Flowgraph / DSP frameworks

  • GNU Radiothe open-source SDR DSP framework. C++ core with a Python API; thousands of stock blocks (filters, demodulators, packet codecs, multipliers, channelizers, GUI sinks). Compose flowgraphs in GNU Radio Companion (GRC) GUI or write Python directly. GNU Radio 4 (released 2025) introduces a major refactor: type-safe block definitions, async-first scheduling, better hardware accelerator integration. GPLv3.
  • GNU Radio Companion (GRC) — the visual flowgraph editor that ships with GNU Radio. The "lab notebook" most learners spend their first months in.
  • Pothos Framework — alternative dataflow DSP framework, same niche as GNU Radio; smaller community. BSD.
  • Liquid-DSP — pure-C DSP library; standalone, no flowgraph; often used as the math library underneath custom code. MIT.
  • CSDR — Karoly Horvath's command-line DSP toolkit; used by OpenWebRX. GPLv3.
  • DigitalRF — IRF / SRI's standardized format for raw IQ recording (HDF5-based); useful for archival / ionospheric work.
====
-- Assigned task --
Copy the DSP frameworks list from "Flowgraph / DSP" to "smaller community. BSD.", replacing "smaller community" with "smaller user base".
====
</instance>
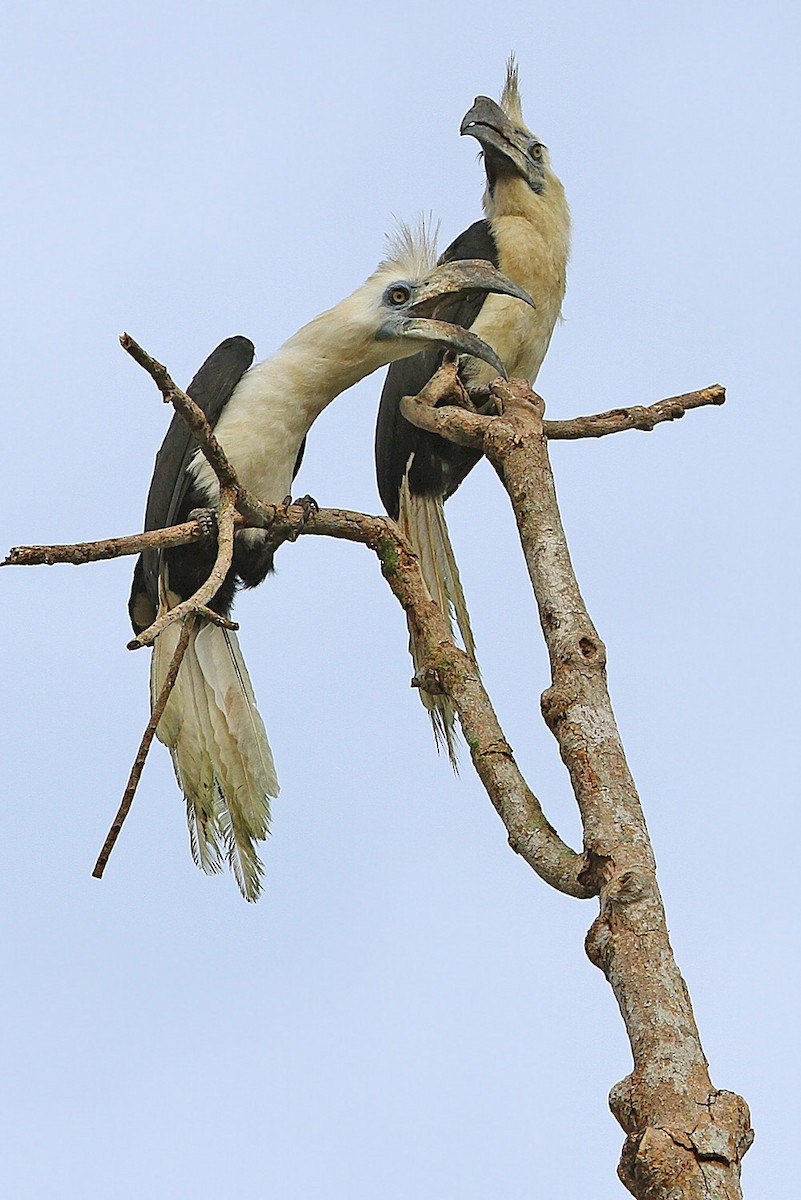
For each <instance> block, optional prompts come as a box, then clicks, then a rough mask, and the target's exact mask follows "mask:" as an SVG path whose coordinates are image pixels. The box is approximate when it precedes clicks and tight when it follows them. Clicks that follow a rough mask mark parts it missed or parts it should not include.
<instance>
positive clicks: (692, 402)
mask: <svg viewBox="0 0 801 1200" xmlns="http://www.w3.org/2000/svg"><path fill="white" fill-rule="evenodd" d="M121 342H122V344H124V347H125V348H126V350H127V352H128V353H130V354H131V355H132V356H133V358H134V359H135V360H137V362H139V364H140V365H141V366H143V367H144V368H145V370H146V371H147V372H149V373H150V374H151V377H152V378H153V380H155V382H156V384H157V385H158V388H159V390H161V392H162V395H163V397H164V400H165V401H169V402H170V403H173V404H174V407H175V408H176V410H177V412H180V413H181V415H182V416H183V419H185V420H186V421H187V424H188V425H189V427H191V428H192V432H193V433H194V436H195V438H197V440H198V443H199V445H200V449H201V451H203V454H204V455H205V456H206V458H207V461H209V462H210V463H211V467H212V469H213V470H215V473H216V475H217V478H218V480H219V486H221V499H219V509H218V512H217V521H218V553H217V562H216V563H215V568H213V570H212V574H211V576H210V577H209V580H207V581H206V583H205V584H204V586H203V587H201V588H200V589H199V592H198V593H197V594H195V595H194V596H193V598H192V599H191V600H188V601H185V602H183V604H181V605H179V606H177V607H176V608H174V610H173V611H171V612H169V613H165V614H163V616H162V617H159V618H158V620H157V622H156V623H155V624H153V625H151V628H150V629H149V630H145V631H144V632H143V634H140V635H139V636H138V637H137V638H134V641H133V642H132V643H131V644H132V647H133V646H137V647H138V646H144V644H150V643H152V641H153V640H155V638H156V637H157V636H158V634H159V632H161V630H162V629H163V628H164V626H165V624H168V623H169V622H171V620H176V619H183V620H185V625H183V630H182V636H181V640H180V642H179V648H177V650H176V652H175V655H174V659H173V662H171V665H170V670H169V674H168V680H167V683H165V684H164V689H163V691H162V695H159V697H158V698H157V702H156V706H155V708H153V713H152V715H151V720H150V722H149V725H147V728H146V731H145V736H144V737H143V742H141V745H140V749H139V754H138V755H137V761H135V762H134V768H133V770H132V774H131V779H130V781H128V787H127V788H126V793H125V796H124V802H122V805H121V806H120V811H119V812H118V816H116V818H115V822H114V824H113V826H112V829H110V830H109V836H108V839H107V842H106V846H104V847H103V851H102V852H101V857H100V858H98V862H97V865H96V868H95V872H94V874H95V875H96V876H100V875H102V870H103V866H104V865H106V860H107V859H108V854H109V853H110V848H112V846H113V845H114V840H115V838H116V835H118V834H119V830H120V828H121V826H122V821H124V820H125V816H126V814H127V811H128V809H130V806H131V802H132V799H133V792H134V791H135V781H137V779H138V774H137V772H139V773H140V770H141V764H144V758H145V756H146V752H147V748H149V745H150V743H151V742H152V737H153V734H155V730H156V726H157V724H158V718H159V715H161V712H162V710H163V706H164V704H165V703H167V698H168V696H169V688H170V686H171V683H170V677H171V682H173V683H174V679H175V677H176V676H177V670H179V666H180V659H181V654H182V650H181V642H183V641H185V638H186V640H188V636H189V630H191V626H192V624H193V623H194V622H197V620H199V619H219V618H218V617H216V616H212V612H211V610H210V607H209V605H210V602H211V601H212V600H213V596H215V594H216V590H217V588H218V586H219V583H221V582H222V580H223V578H224V576H225V574H227V571H228V569H229V566H230V562H231V553H233V540H234V530H235V528H239V527H242V526H248V524H251V526H255V527H259V528H269V529H270V530H271V532H272V534H273V535H275V538H276V539H277V542H281V541H284V540H294V538H295V536H297V535H299V534H302V535H323V536H333V538H342V539H347V540H349V541H356V542H361V544H363V545H366V546H368V547H369V548H371V550H372V551H373V552H374V553H375V554H377V556H378V558H379V562H380V565H381V571H383V574H384V576H385V578H386V581H387V583H389V586H390V588H391V589H392V592H393V594H395V595H396V598H397V599H398V601H399V604H401V605H402V606H403V608H404V610H405V611H406V613H408V614H409V617H410V619H411V622H412V624H414V628H415V631H416V632H417V634H420V641H421V646H422V650H423V656H422V665H421V668H420V672H418V674H417V677H416V678H415V679H414V680H412V684H414V685H415V686H422V688H426V689H427V690H434V689H436V690H440V689H441V690H442V691H444V692H445V694H446V695H447V696H450V698H451V700H452V701H453V704H454V707H456V709H457V713H458V715H459V721H460V725H462V728H463V732H464V736H465V740H466V743H468V746H469V749H470V756H471V760H472V763H474V767H475V769H476V772H477V774H478V776H480V779H481V780H482V782H483V785H484V787H486V790H487V793H488V796H489V798H490V800H492V803H493V805H494V806H495V809H496V811H498V814H499V816H500V817H501V820H502V822H504V824H505V827H506V832H507V836H508V842H510V846H511V847H512V848H513V850H514V851H516V852H517V853H519V854H522V857H523V858H525V860H526V862H528V863H529V864H530V865H531V868H532V869H534V870H535V871H536V872H537V874H538V875H540V877H541V878H543V880H544V881H546V882H547V883H549V884H550V886H552V887H554V888H556V889H559V890H560V892H564V893H565V894H567V895H572V896H576V898H578V899H588V898H591V896H596V895H597V896H598V900H600V912H598V916H597V918H596V919H595V922H594V923H592V925H591V928H590V931H589V934H588V937H586V953H588V956H589V958H590V960H591V961H592V962H594V964H595V965H596V966H597V967H598V968H600V970H601V971H602V972H603V973H604V976H606V978H607V979H608V982H609V984H610V986H612V989H613V992H614V995H615V998H616V1000H618V1004H619V1007H620V1012H621V1016H622V1019H624V1022H625V1026H626V1030H627V1033H628V1038H630V1042H631V1046H632V1054H633V1058H634V1067H633V1070H632V1073H631V1074H630V1075H628V1076H627V1078H626V1079H625V1080H624V1081H622V1082H620V1084H618V1085H616V1086H615V1087H614V1088H613V1090H612V1094H610V1098H609V1099H610V1106H612V1110H613V1112H614V1115H615V1117H616V1118H618V1121H619V1123H620V1124H621V1127H622V1128H624V1130H625V1133H626V1144H625V1146H624V1152H622V1158H621V1162H620V1166H619V1175H620V1178H621V1181H622V1182H624V1184H625V1186H626V1187H627V1188H628V1190H630V1192H631V1193H632V1194H633V1195H636V1196H638V1198H640V1200H673V1198H675V1200H680V1198H681V1200H739V1198H740V1196H741V1190H740V1162H741V1158H742V1156H743V1154H745V1152H746V1151H747V1148H748V1146H749V1145H751V1141H752V1140H753V1133H752V1130H751V1123H749V1115H748V1109H747V1105H746V1104H745V1100H742V1099H741V1098H740V1097H737V1096H735V1094H734V1093H731V1092H721V1091H717V1090H716V1088H715V1087H713V1086H712V1084H711V1080H710V1076H709V1069H707V1064H706V1058H705V1056H704V1051H703V1048H701V1044H700V1038H699V1034H698V1030H697V1026H695V1021H694V1016H693V1013H692V1007H691V1002H689V996H688V994H687V989H686V986H685V984H683V980H682V978H681V976H680V973H679V968H677V966H676V964H675V960H674V958H673V950H671V948H670V943H669V938H668V930H667V923H666V916H664V910H663V906H662V900H661V896H660V890H658V884H657V880H656V869H655V860H654V853H652V850H651V844H650V840H649V835H648V830H646V827H645V821H644V817H643V812H642V808H640V803H639V798H638V794H637V791H636V787H634V782H633V779H632V776H631V773H630V770H628V766H627V763H626V758H625V755H624V750H622V745H621V742H620V737H619V733H618V728H616V724H615V719H614V713H613V710H612V704H610V701H609V695H608V690H607V678H606V648H604V646H603V642H602V641H601V638H600V636H598V634H597V631H596V629H595V626H594V624H592V622H591V619H590V616H589V613H588V611H586V607H585V605H584V600H583V598H582V595H580V592H579V588H578V583H577V581H576V576H574V572H573V568H572V564H571V560H570V553H568V550H567V542H566V539H565V534H564V529H562V526H561V518H560V514H559V509H558V505H556V496H555V490H554V484H553V474H552V469H550V463H549V460H548V442H549V440H565V439H576V438H588V437H592V438H595V437H606V436H608V434H612V433H620V432H625V431H627V430H643V431H651V430H654V428H655V427H656V426H657V425H660V424H663V422H667V421H671V420H676V419H679V418H682V416H683V415H685V413H687V412H689V410H692V409H695V408H701V407H705V406H717V404H722V403H723V402H724V398H725V394H724V391H723V389H722V388H721V386H719V385H713V386H711V388H705V389H701V390H699V391H694V392H688V394H686V395H682V396H673V397H669V398H667V400H663V401H660V402H657V403H656V404H651V406H645V407H644V406H634V407H632V408H613V409H609V410H607V412H604V413H597V414H592V415H589V416H578V418H574V419H572V420H566V421H564V420H560V421H550V420H544V416H543V413H544V403H543V401H542V400H541V397H538V396H537V395H536V394H535V392H532V391H531V389H530V386H529V385H528V383H525V382H523V380H516V379H513V380H508V382H504V380H499V382H496V383H494V384H492V385H490V388H489V391H488V392H482V394H481V396H480V395H478V394H476V395H474V396H469V395H468V394H466V392H465V391H464V389H463V386H462V384H460V382H459V380H458V376H457V366H456V364H454V362H452V361H448V362H446V364H445V365H444V367H442V368H441V370H440V371H439V372H438V374H435V376H434V377H433V379H432V380H430V382H429V384H428V385H427V386H426V389H424V390H423V391H422V392H421V394H420V395H418V396H417V397H405V398H404V400H403V401H402V408H401V410H402V413H403V415H404V416H405V418H406V419H408V420H409V421H411V422H412V424H414V425H416V426H418V427H420V428H423V430H428V431H429V432H433V433H438V434H440V436H441V437H445V438H448V439H450V440H452V442H456V443H457V444H459V445H464V446H471V448H474V449H480V450H482V451H483V452H484V454H486V456H487V457H488V458H489V461H490V463H492V466H493V467H494V469H495V472H496V473H498V475H499V478H500V480H501V482H502V486H504V487H505V490H506V492H507V494H508V497H510V502H511V504H512V509H513V512H514V517H516V521H517V526H518V530H519V535H520V544H522V548H523V553H524V558H525V562H526V566H528V570H529V575H530V578H531V586H532V590H534V595H535V600H536V604H537V608H538V613H540V624H541V628H542V632H543V637H544V640H546V644H547V647H548V653H549V659H550V674H552V678H550V684H549V686H548V688H547V689H546V690H544V692H543V695H542V713H543V718H544V720H546V724H547V725H548V728H549V730H550V731H552V733H553V734H554V737H555V739H556V740H558V744H559V750H560V755H561V757H562V761H564V762H565V766H566V768H567V772H568V774H570V778H571V782H572V786H573V791H574V793H576V799H577V803H578V806H579V810H580V815H582V822H583V828H584V847H583V852H580V853H577V852H576V851H573V850H572V848H571V847H570V846H567V845H566V844H565V842H564V841H562V840H561V838H560V836H559V834H558V833H556V830H555V829H554V828H553V826H552V824H550V823H549V821H548V820H547V817H546V815H544V812H543V810H542V805H541V804H540V802H538V799H537V798H536V796H535V794H534V792H532V791H531V788H530V787H529V785H528V784H526V781H525V779H524V778H523V775H522V773H520V770H519V768H518V766H517V763H516V760H514V755H513V751H512V749H511V746H510V745H508V743H507V740H506V738H505V736H504V732H502V730H501V727H500V724H499V721H498V718H496V716H495V713H494V710H493V707H492V702H490V700H489V697H488V695H487V692H486V690H484V688H483V684H482V682H481V678H480V677H478V672H477V671H476V667H475V664H474V662H472V661H471V660H470V658H469V656H468V655H466V654H465V653H464V652H463V650H462V649H460V648H459V647H457V646H456V644H454V643H453V641H452V637H451V630H450V625H448V622H447V619H446V617H445V616H444V614H442V613H441V612H440V610H439V607H438V605H436V604H435V602H434V601H433V600H432V599H430V596H429V595H428V590H427V588H426V586H424V583H423V580H422V575H421V571H420V565H418V562H417V559H416V557H415V554H414V552H412V550H411V547H410V545H409V542H408V541H406V539H405V538H404V536H403V534H402V533H401V530H399V528H398V526H397V524H396V523H395V522H393V521H391V520H390V518H387V517H377V516H368V515H366V514H361V512H351V511H345V510H338V509H320V510H318V511H308V509H307V508H306V506H303V505H297V506H284V505H263V504H260V503H259V502H258V500H257V499H255V498H254V497H252V496H249V494H248V493H247V492H246V491H245V490H243V488H242V487H241V485H240V484H239V481H237V479H236V475H235V473H234V470H233V468H231V466H230V463H229V462H228V461H227V458H225V456H224V454H223V451H222V449H221V448H219V445H218V443H217V440H216V438H215V437H213V433H212V431H211V428H210V427H209V425H207V422H206V421H205V418H204V415H203V413H201V412H200V409H199V408H198V407H197V406H195V404H193V402H192V401H191V400H189V397H188V396H186V394H185V392H182V391H181V390H180V389H177V388H176V386H175V384H174V383H173V380H171V379H170V377H169V374H168V372H167V370H165V367H163V366H162V365H161V364H157V362H156V361H155V360H153V359H151V356H150V355H149V354H146V352H145V350H143V349H141V347H139V346H138V344H137V343H135V342H134V341H133V338H130V337H128V336H127V335H124V337H122V338H121ZM480 398H481V400H482V401H483V402H482V403H481V406H480V408H481V409H487V408H489V407H494V408H495V409H496V414H498V415H486V412H483V410H478V407H477V406H476V403H475V402H476V401H477V400H480ZM203 535H204V530H203V529H201V528H200V524H199V523H198V522H197V521H192V522H187V523H186V524H183V526H179V527H174V528H171V529H165V530H158V532H156V533H152V534H144V535H137V536H135V538H128V539H125V538H124V539H113V540H110V541H107V542H90V544H84V545H80V546H67V547H58V546H36V547H17V548H14V550H12V551H11V553H10V556H8V558H7V559H6V560H5V564H4V565H10V564H16V565H30V564H34V563H48V564H49V563H55V562H71V563H84V562H92V560H97V559H101V558H109V557H115V556H116V554H126V553H128V554H131V553H139V552H140V550H143V548H145V547H147V548H153V547H168V546H177V545H183V544H186V542H188V541H192V540H193V539H195V538H198V536H203ZM144 539H147V540H146V541H145V540H144Z"/></svg>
====
-- Expected output --
Flowgraph / DSP frameworks

  • GNU Radiothe open-source SDR DSP framework. C++ core with a Python API; thousands of stock blocks (filters, demodulators, packet codecs, multipliers, channelizers, GUI sinks). Compose flowgraphs in GNU Radio Companion (GRC) GUI or write Python directly. GNU Radio 4 (released 2025) introduces a major refactor: type-safe block definitions, async-first scheduling, better hardware accelerator integration. GPLv3.
  • GNU Radio Companion (GRC) — the visual flowgraph editor that ships with GNU Radio. The "lab notebook" most learners spend their first months in.
  • Pothos Framework — alternative dataflow DSP framework, same niche as GNU Radio; smaller user base. BSD.